[Set task]: Swap "metal pole" for "steel pole" in the lines below and write them out again with nothing else altered.

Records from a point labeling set
-- Begin --
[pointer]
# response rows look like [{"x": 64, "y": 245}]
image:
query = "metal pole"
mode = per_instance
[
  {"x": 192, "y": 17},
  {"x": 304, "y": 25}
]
-- End --
[The solution]:
[pointer]
# response rows look like [{"x": 64, "y": 245}]
image:
query = "steel pole"
mode = per_instance
[
  {"x": 192, "y": 17},
  {"x": 304, "y": 25}
]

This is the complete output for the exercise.